- _Task prompt_: Which lines should be repeated? Exactly the one containing "the player's beard" and every line after it through the end of the entries below.

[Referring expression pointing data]
-*-
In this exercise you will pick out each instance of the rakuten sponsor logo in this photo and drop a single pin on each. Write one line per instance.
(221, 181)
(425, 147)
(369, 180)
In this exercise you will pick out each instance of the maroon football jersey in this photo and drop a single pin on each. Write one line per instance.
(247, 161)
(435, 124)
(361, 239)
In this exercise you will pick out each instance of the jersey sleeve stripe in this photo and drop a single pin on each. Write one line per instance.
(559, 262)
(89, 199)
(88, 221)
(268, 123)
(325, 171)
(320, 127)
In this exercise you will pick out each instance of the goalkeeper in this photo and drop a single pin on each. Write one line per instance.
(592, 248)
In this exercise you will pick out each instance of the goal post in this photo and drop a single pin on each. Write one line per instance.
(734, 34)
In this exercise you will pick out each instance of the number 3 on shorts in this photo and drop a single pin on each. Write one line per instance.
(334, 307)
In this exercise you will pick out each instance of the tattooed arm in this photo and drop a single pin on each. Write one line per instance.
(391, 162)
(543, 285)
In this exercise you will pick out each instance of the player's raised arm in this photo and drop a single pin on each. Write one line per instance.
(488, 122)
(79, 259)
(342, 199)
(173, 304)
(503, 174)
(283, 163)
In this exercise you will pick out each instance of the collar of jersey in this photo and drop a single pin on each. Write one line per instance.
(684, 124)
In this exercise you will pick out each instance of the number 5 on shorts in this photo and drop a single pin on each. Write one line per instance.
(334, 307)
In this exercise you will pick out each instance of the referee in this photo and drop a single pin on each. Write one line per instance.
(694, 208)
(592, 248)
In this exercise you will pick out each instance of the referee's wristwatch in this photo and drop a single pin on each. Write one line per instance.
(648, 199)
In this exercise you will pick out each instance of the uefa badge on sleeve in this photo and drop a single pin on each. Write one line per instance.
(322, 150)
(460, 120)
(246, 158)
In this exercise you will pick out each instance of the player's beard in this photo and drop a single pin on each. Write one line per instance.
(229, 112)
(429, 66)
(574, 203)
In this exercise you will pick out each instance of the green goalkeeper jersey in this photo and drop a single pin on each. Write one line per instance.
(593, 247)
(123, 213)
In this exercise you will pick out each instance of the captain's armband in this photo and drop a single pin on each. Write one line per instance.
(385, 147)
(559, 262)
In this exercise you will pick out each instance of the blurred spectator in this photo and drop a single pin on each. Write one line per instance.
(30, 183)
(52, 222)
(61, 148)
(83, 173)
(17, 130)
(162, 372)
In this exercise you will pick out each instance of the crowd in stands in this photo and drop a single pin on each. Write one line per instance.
-*-
- _Output of the exercise_:
In this exercise you will pick out each instance of the player's beard in this photo and drop a single pin on each. Write one line per instance.
(229, 112)
(429, 66)
(574, 203)
In this exercise you will pick out each instance of the green goalkeeper jersey in this photo and drop a single pin on each. Write one line per instance.
(593, 247)
(123, 213)
In this exercise you will pick out each instance of the captain's armband in this photo and drop a single pin on each. Write one line per instance.
(385, 147)
(559, 262)
In this exercise you will pick out each instance of the blurred spectator in this photo and drop a single pin on each. Write one line per instance.
(30, 183)
(52, 222)
(61, 148)
(83, 173)
(17, 130)
(162, 372)
In this exercise you will pick out each instance of the crowd in stands in this photo and drop a single pin on each. Write one line per instance.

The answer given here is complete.